## Passage provided
⁂

Location
- 3600 Butch Cassidy Way Reno, Nevada 89511 United States 39°23′15″N 119°46′37″W﻿ / ﻿39.387387°N 119.777026°W

Information
- Type: Public secondary
- Established: 1992
- Principal: Jay Salter
- Teaching staff: 49.50 (on an FTE basis)
- Enrollment: 1,287 (2023–2024)
- Student to teacher ratio: 26.00
- Campus type: Suburban
- Colors: Black and Gold
- Mascot: Grizzly Bear
- Website: https://www.washoeschools.net/galena

= Galena High School (Nevada) =

Galena High School is a public secondary school in Southwest Reno, Nevada that is a part of the Washoe County School District. The school mascot is the Grizzly Bear, and the school's colors are black and gold. Their sports teams are known as the "Galena Grizzlies".

Galena has been accredited by the Northwest Association of Accredited Schools.

== Academics ==
Galena's academic program has been noted by Newsweek as one of the top 500 high schools in the country, ranking at 474th out of the entire nation.

=== AP Classes ===
Advanced Placement classes are usually taken by students at Galena in their junior and senior years, but some may even take them in their sophomore year. The classes have very high pass rates on the AP exams when compared to the rest of the school district. Many students take the AP classes at Galena because of the high quality of the education.

The following Advanced Placement classes are available at Galena:
- AP Biology
- AP Calculus
- AP Chemistry
- AP English Language and Composition
- AP English Literature and Composition
- AP European History
- AP French Language
- AP Music Theory
- AP Psychology
- AP Spanish Language/AP Spanish Literature
- AP Statistics
- AP U.S. Government
- AP U.S. History

== Athletics ==
Since its founding in 1992, Galena has gone on to win either a league, regional or state championship in every sport played at the school. The Grizzlies used to belong to the High Desert League of the Northern Nevada 4A Region, until the realignment of the 2 leagues in the summer of 2008. They are now part of the Sierra League of the Northern Nevada 4A Region. They completed the first ever Northern Nevada 4A Region Triple Crown in 2007 after winning the football, basketball, and baseball titles.

=== Nevada Interscholastic Activities Association State Championships ===
- Basketball (Boys) - 2007
- Basketball (Girls) - N/A
- Cheerleading (Girls )- N/A
- Cross Country (Boys) - 2001, 2007, 2011, 2025
- Cross Country (Girls) - N/A
- Rifle (Co-ed) - 2012, 2013
- Track and Field (Boys) - 2002
- Softball - 1996 (3A), 1997 (4A), 1999 (4A)
- Volleyball (Girls) - N/A
- Golf (Men's) - N/A
- Tennis (Men's) - 2000, 2023 (4A)

=== Basketball ===
The 2007 Grizzlies boys basketball team brought home the school's first state championship with a 54–51 win over Mojave High School of North Las Vegas. The game, which gave Northern Nevada back-to-back state titles for the first time in over 60 years (the Reno Huskies won the 2006 championship), was played at the Orleans Arena inside the Orleans Hotel and Casino in Las Vegas on February 23, 2007. After winning the state championship, junior forward Luke Babbitt verbally committed to play Division I NCAA basketball for the Ohio State Buckeyes, beginning with the 2008–2009 season. However, in June 2007, Babbitt de-committed from Ohio State and decided to stay home to play for the Nevada Wolf Pack.

⁂

## Given information

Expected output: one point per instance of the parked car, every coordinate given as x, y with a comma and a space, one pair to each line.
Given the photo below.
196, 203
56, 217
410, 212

⁂

## Problem to work on
In the Galena High School page, what score did the 2007 boys basketball team win its state championship game by, and against which school?

## Task response
54–51, over Mojave High School of North Las Vegas.